(Dataset excerpts on object pointing)
'''
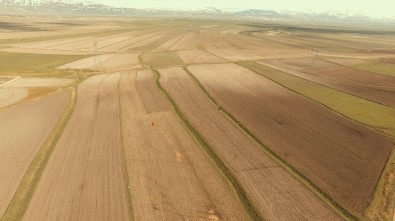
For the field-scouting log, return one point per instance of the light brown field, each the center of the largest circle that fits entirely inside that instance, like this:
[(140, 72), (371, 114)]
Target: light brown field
[(198, 56), (165, 46), (30, 124), (83, 179), (286, 121), (171, 178), (125, 150), (371, 86), (188, 42), (10, 96), (276, 194), (39, 82), (106, 62)]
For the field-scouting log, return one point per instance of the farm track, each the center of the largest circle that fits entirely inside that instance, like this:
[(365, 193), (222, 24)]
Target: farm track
[(329, 98), (370, 86), (245, 160), (259, 112), (83, 179), (171, 177), (33, 151), (218, 145)]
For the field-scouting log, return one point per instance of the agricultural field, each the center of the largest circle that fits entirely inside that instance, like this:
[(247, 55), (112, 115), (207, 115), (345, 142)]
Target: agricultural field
[(121, 118)]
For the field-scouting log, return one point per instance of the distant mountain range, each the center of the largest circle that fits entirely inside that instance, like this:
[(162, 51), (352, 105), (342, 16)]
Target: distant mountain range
[(87, 7)]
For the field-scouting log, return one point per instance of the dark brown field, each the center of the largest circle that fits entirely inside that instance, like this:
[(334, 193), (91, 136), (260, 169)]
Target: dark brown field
[(117, 118)]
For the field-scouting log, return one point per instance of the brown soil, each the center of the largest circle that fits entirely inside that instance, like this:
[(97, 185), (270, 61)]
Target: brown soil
[(30, 124), (371, 86), (188, 42), (276, 194), (171, 177), (341, 157), (83, 179)]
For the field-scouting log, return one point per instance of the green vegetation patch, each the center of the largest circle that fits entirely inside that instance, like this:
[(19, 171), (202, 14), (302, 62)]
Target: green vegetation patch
[(375, 115), (30, 65), (380, 68), (161, 59)]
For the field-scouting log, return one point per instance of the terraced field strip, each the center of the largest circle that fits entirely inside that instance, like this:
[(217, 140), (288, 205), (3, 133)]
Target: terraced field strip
[(140, 45), (370, 86), (31, 123), (166, 45), (211, 39), (329, 150), (374, 115), (198, 56), (8, 81), (171, 177), (241, 43), (35, 82), (9, 96), (271, 191), (161, 59), (189, 41), (83, 179)]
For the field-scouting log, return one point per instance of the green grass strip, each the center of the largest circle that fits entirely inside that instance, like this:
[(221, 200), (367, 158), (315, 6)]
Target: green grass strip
[(300, 176), (123, 154), (21, 199), (251, 210)]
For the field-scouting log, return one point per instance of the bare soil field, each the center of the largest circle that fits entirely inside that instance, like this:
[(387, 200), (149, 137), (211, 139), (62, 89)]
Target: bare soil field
[(83, 179), (171, 177), (342, 157), (9, 96), (30, 124), (377, 116), (276, 139), (161, 59), (276, 194), (375, 87), (188, 42), (118, 62), (106, 62), (212, 39), (198, 56), (39, 82), (165, 46)]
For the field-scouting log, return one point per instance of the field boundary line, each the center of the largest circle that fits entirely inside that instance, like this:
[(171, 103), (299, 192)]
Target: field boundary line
[(370, 127), (274, 67), (387, 166), (288, 167), (123, 154), (24, 193), (10, 81), (244, 199)]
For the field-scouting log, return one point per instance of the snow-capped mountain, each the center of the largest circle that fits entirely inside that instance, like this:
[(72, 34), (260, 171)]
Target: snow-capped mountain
[(87, 7)]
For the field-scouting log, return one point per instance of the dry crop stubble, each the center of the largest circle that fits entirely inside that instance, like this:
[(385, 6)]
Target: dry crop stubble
[(171, 176), (267, 185), (32, 121), (301, 132), (83, 179)]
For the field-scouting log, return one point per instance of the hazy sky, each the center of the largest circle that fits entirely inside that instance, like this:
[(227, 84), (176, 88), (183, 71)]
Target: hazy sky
[(370, 7)]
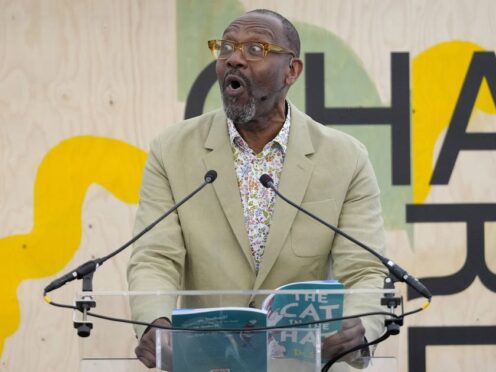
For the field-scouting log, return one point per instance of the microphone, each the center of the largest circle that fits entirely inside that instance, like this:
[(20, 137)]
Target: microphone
[(397, 271), (90, 266)]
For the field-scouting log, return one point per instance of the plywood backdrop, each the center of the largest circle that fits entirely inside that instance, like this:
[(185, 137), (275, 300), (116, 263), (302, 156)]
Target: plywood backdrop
[(86, 85)]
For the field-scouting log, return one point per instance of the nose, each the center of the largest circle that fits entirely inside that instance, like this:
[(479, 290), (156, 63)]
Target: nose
[(236, 59)]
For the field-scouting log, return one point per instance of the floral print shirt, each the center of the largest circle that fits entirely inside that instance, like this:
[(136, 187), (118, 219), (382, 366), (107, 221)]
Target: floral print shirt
[(258, 201)]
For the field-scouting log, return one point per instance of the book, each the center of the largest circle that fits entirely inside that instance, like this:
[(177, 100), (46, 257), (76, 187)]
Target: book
[(288, 309), (237, 351)]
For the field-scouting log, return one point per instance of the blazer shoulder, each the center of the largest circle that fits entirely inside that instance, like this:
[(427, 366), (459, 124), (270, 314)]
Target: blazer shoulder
[(326, 137)]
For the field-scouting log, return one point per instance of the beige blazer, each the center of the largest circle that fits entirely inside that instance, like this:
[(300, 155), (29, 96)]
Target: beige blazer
[(205, 244)]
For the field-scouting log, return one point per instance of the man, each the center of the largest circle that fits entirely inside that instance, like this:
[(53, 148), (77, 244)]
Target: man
[(236, 235)]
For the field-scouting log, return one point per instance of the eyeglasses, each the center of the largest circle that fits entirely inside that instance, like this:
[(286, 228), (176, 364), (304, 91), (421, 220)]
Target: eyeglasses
[(252, 50)]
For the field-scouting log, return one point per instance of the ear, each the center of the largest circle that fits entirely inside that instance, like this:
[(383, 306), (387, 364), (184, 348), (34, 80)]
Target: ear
[(295, 69)]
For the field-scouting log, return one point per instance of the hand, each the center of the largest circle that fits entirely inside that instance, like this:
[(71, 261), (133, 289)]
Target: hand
[(351, 334), (145, 351)]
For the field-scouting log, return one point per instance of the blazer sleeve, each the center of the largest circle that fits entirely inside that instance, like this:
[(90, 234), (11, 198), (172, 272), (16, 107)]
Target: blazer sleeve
[(361, 217), (157, 259)]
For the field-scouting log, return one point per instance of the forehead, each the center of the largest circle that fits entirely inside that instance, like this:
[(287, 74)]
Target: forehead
[(255, 26)]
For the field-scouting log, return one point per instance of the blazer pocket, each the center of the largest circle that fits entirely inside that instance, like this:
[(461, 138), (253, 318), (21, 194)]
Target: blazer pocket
[(309, 237)]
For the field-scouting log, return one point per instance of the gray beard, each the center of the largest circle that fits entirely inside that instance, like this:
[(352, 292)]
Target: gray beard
[(239, 114)]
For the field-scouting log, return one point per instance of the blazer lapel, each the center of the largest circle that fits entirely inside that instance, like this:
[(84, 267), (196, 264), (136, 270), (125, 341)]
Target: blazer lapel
[(226, 185), (295, 176)]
'''
Written instruction => Copy exactly the lines of the listing above, beginning at the line with "blazer sleeve, each" and ending at its final line; write out nothing else.

Completed exercise =>
For the field-scouting log, return one point per instance of the blazer sleeve, each the center of the largest circle that fits entirely inside that instance, like this:
[(90, 234), (11, 198), (172, 272), (16, 107)]
Target: blazer sleeve
[(361, 217), (157, 259)]
For the field-scouting log, return one point per instance of the forehead, each the center of the largest circle that fits entirely inside that instance, like this:
[(287, 74)]
Target: forehead
[(255, 26)]
For the field-scouting log, return one point per instance of the blazer pocket, each the center of the largest circle that fits entirely inside that instance, like this:
[(461, 138), (253, 318), (21, 194)]
Target: blazer pocket
[(309, 237)]
For the field-scouting log, return one point per instance of the gray beard, each the center of the largest circle that fits entirely inside that instance, like this:
[(352, 292)]
Target: gray beard
[(239, 114)]
For the field-scouting log, return one point per instance of the blazer lapel, each the center of the largest circle that fits entirely inside that instance, like this:
[(84, 267), (196, 264), (136, 270), (125, 341)]
Target: blazer lapel
[(226, 185), (295, 176)]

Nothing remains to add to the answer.